This post was originally published on April 12, 2012.
By Iris D
“Just enjoy your life.”
These were the words one of my mom friends shared with me not too long ago. I had not seen her since she had her second baby, and we got to talking about kids and I opened up to her and told her that my husband and I were unable to have biological children, and how difficult this was for me. That evening I learned that her older son, now about 5 or 6, had been diagnosed with Asperger syndrome. She told me that when she and her husband married they had agreed to remain childfree, but that after some time she changed her mind and really pushed him to reconsider, and so their first son was born. I guessed by our conversation that they had decided to have a second child largely out of concern for their firstborn. My friend is an older mom and her husband is quite a bit older than she is. Although her son seems pretty high functioning, she worries mostly about the potential for social isolation that children with Asperger syndrome might experience.
Lately, I’ve thought a bit about my friends and family who have special needs kids. I have a little cousin (now 15) who has Down Syndrome and another cousin who has a significant learning/developmental disability, this latter case is even more difficult because the young man in question looks physically very strong and people do not understand that he actually has a problem and cannot help some of his behavior. In both cases, the people in question have siblings that will hopefully step in and take charge if and when their parents are unable to do so, but I know that not everyone is as fortunate to have an immediate or extended family that can help. I recall reading an article a few years back about an older woman who was looking for someone who could step in and care for her adult disabled son, as her health no longer allowed her to do so.
These stories get me thinking about the many needs that are out there and the opportunities that I might have to volunteer my time and of course about the positive emotional (and physical) benefits of volunteering, but they also remind me of one of my favorite quotes, “There but for the grace of God, go I.”
When I allow myself to think about my childlessness, mostly I just feel sad, and so lately I really try to remind myself to feel grateful for the life I have right now, and sometimes I hear my friend’s voice reminding me to just enjoy my life.
Iris lives in Florida with her husband and best friend of many years. Five years ago infertility and other life stressors really messed with her head, but she’s gradually regaining her Self and her passion for life.

**EXERCISES TO COMPLETE**
(a) In the post about infertility, write the text again starting at the words "Iris lives in" and ending after "passion for life.", swapping "Florida" for "Oregon".
(b) Turn the post's paragraph beginning "Lately, I've thought a bit" into a short bulleted list that keeps its main facts.

**GIVEN INFORMATION**

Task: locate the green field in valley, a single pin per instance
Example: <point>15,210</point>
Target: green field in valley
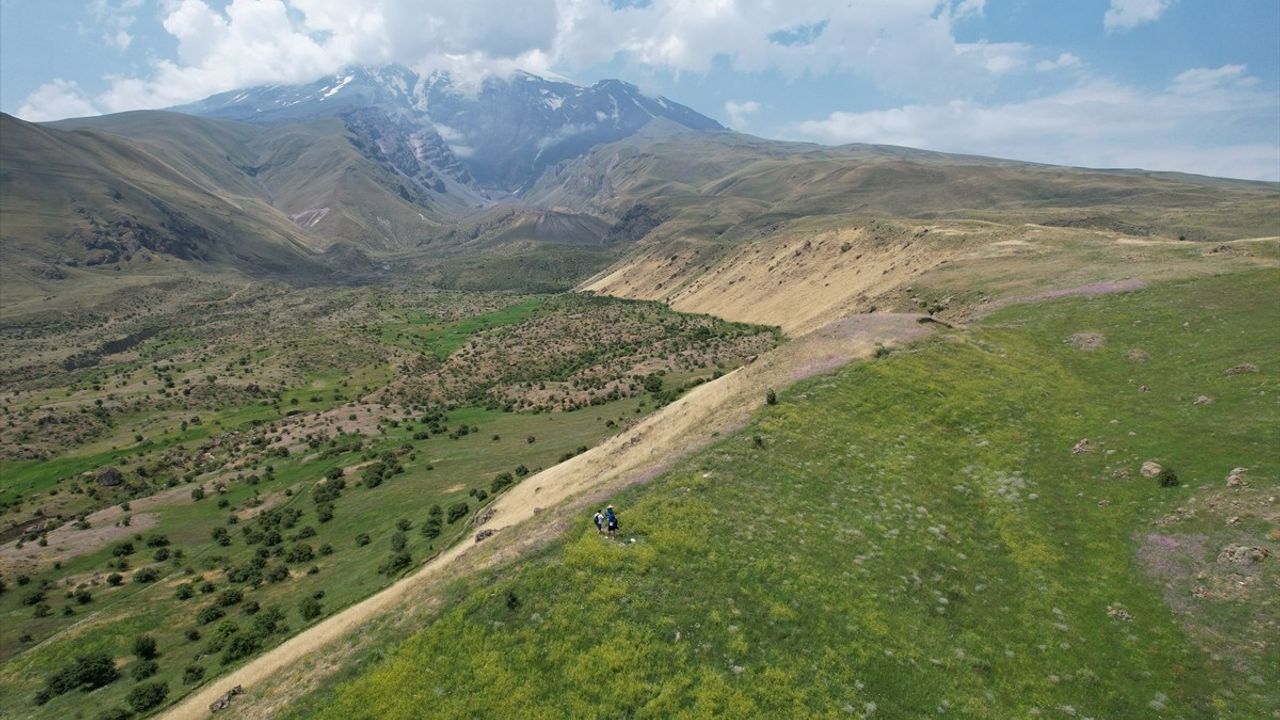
<point>920,534</point>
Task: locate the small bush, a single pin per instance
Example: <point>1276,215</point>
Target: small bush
<point>394,564</point>
<point>310,609</point>
<point>300,552</point>
<point>145,647</point>
<point>240,646</point>
<point>147,696</point>
<point>209,614</point>
<point>144,669</point>
<point>87,671</point>
<point>432,528</point>
<point>146,575</point>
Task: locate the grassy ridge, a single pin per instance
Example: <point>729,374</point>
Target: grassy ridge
<point>909,537</point>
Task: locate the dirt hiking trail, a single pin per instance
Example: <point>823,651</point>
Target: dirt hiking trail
<point>634,456</point>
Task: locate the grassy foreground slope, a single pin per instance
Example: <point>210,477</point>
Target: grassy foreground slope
<point>914,536</point>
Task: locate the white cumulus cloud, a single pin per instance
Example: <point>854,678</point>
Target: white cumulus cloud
<point>905,46</point>
<point>737,112</point>
<point>55,100</point>
<point>1096,123</point>
<point>1125,14</point>
<point>1064,60</point>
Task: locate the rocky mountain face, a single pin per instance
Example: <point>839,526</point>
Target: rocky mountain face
<point>483,142</point>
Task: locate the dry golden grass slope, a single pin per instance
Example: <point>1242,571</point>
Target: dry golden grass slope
<point>810,272</point>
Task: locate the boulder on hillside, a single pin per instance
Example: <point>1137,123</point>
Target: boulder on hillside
<point>1242,554</point>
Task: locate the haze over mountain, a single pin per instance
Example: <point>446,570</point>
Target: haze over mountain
<point>376,172</point>
<point>494,137</point>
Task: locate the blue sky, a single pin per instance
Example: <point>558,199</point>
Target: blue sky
<point>1171,85</point>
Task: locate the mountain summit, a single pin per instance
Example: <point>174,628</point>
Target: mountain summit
<point>493,139</point>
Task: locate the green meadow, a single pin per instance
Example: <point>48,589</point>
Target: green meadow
<point>914,536</point>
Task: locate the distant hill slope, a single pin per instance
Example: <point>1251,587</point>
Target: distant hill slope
<point>97,200</point>
<point>745,178</point>
<point>910,537</point>
<point>314,173</point>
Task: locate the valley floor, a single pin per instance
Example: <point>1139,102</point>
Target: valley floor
<point>967,527</point>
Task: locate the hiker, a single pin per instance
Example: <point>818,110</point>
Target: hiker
<point>612,519</point>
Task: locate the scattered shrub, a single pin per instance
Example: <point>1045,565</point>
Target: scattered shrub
<point>87,671</point>
<point>147,696</point>
<point>310,609</point>
<point>144,669</point>
<point>209,614</point>
<point>145,647</point>
<point>146,575</point>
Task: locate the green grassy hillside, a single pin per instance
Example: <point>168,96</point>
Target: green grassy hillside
<point>914,536</point>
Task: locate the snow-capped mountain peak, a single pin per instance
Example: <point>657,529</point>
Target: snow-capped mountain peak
<point>498,135</point>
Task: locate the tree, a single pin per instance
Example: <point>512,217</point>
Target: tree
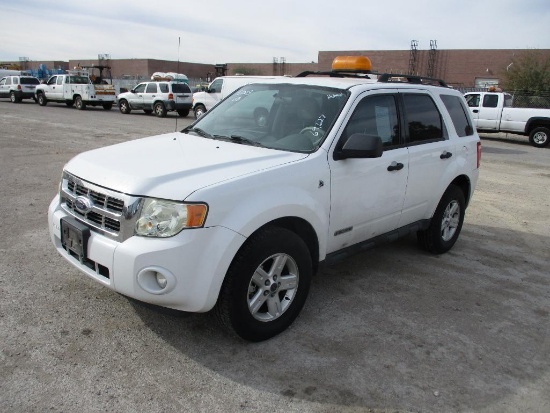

**SOLUTIONS BELOW**
(a)
Iris lives in Oregon with her husband and best friend of many years. Five years ago infertility and other life stressors really messed with her head, but she’s gradually regaining her Self and her passion for life.

(b)
- The writer has been thinking about friends and family who have children with special needs.
- One young cousin, now 15, has Down Syndrome.
- Another cousin has a significant learning/developmental disability. This is harder because he looks physically very strong, so people don't understand that he has a problem and cannot help some of his behavior.
- Both cousins have siblings who will hopefully take charge if their parents can't, but not everyone has family who can help.
- The writer recalls an article about an older woman looking for someone to care for her adult disabled son because her health no longer allowed her to.